**WHAT YOU HAVE TO DO:** List each line of the items below that contains the string "thistle", reproducing every such line in full.

**Dataset excerpt:**
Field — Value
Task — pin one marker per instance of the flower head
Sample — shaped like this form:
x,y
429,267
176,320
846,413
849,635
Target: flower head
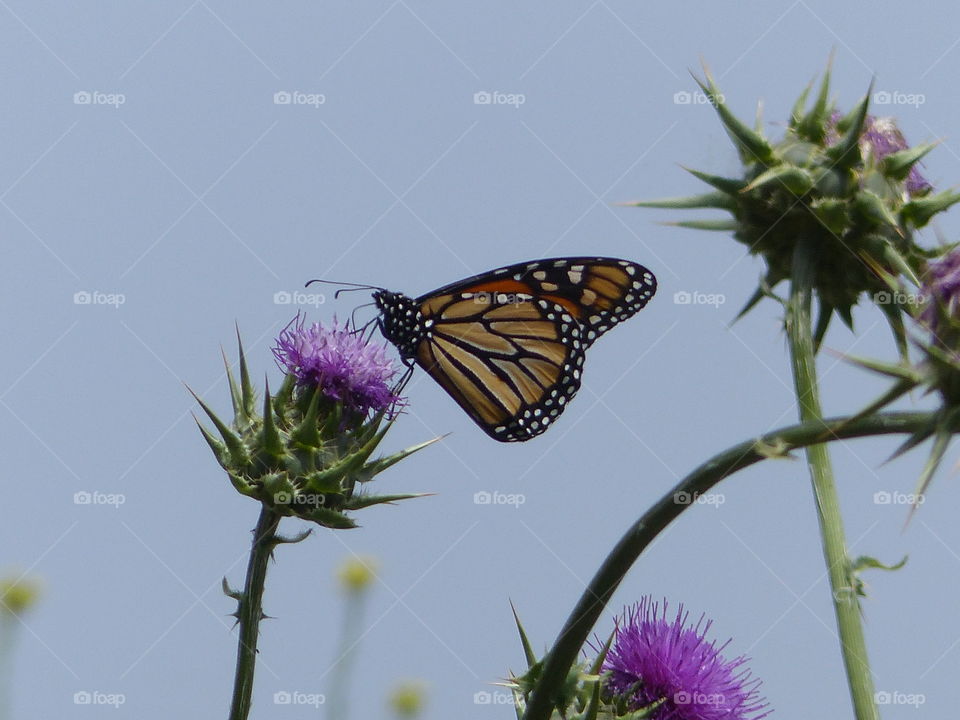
x,y
654,659
942,288
339,361
879,138
306,450
838,197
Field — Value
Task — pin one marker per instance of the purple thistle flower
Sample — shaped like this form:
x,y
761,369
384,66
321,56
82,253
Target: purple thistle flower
x,y
653,659
882,137
346,367
941,287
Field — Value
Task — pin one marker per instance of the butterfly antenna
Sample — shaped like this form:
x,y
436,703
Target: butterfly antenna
x,y
353,317
351,287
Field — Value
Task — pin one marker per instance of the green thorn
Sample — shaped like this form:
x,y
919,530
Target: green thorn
x,y
941,441
528,653
846,153
247,392
919,211
720,200
230,592
797,180
898,165
753,147
238,453
731,186
364,501
813,125
874,210
824,314
798,110
381,464
911,442
270,437
235,398
714,225
299,537
219,449
308,431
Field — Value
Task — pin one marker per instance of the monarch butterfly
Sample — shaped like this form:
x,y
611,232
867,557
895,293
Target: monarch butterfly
x,y
508,345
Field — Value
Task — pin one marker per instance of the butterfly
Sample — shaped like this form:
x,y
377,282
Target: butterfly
x,y
508,345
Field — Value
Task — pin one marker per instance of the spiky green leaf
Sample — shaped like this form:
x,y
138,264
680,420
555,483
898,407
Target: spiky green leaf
x,y
718,199
752,146
731,186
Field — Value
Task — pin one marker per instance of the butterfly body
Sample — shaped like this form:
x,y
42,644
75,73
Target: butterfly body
x,y
508,345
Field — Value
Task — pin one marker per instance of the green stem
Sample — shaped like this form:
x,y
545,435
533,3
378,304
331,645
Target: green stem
x,y
619,561
340,677
8,631
250,611
845,602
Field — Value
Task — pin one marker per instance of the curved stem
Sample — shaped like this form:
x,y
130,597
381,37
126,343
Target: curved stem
x,y
616,565
846,605
250,611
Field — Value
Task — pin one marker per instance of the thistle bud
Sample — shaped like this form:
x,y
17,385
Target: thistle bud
x,y
848,186
306,450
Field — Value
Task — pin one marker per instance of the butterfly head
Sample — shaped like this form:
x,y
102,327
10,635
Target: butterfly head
x,y
401,321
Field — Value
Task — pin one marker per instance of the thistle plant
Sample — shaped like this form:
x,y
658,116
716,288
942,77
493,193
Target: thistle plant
x,y
651,667
832,208
666,663
306,453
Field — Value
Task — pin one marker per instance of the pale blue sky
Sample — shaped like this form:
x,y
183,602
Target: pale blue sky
x,y
184,188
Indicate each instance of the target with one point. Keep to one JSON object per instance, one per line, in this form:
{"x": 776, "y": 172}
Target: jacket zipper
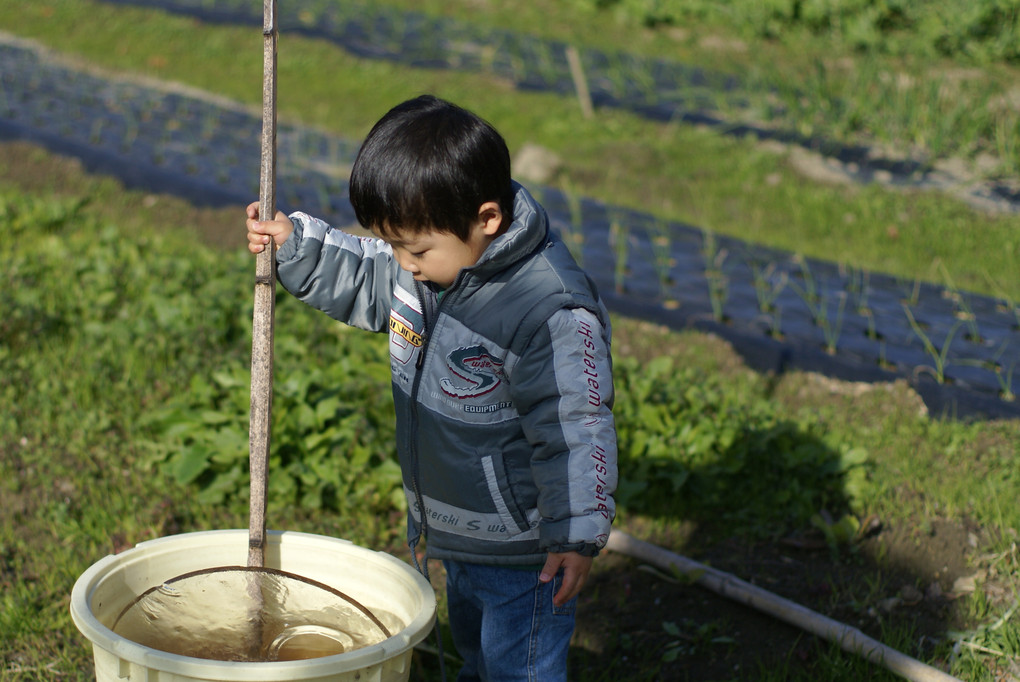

**OUTPUT BELOW:**
Task — pin one marker per instance of the purple thistle flower
Target: purple thistle flower
Task — pin one marker per instance of the thistle bud
Target: thistle bud
Task — pin one marker per instance of the thistle plant
Target: thistle plant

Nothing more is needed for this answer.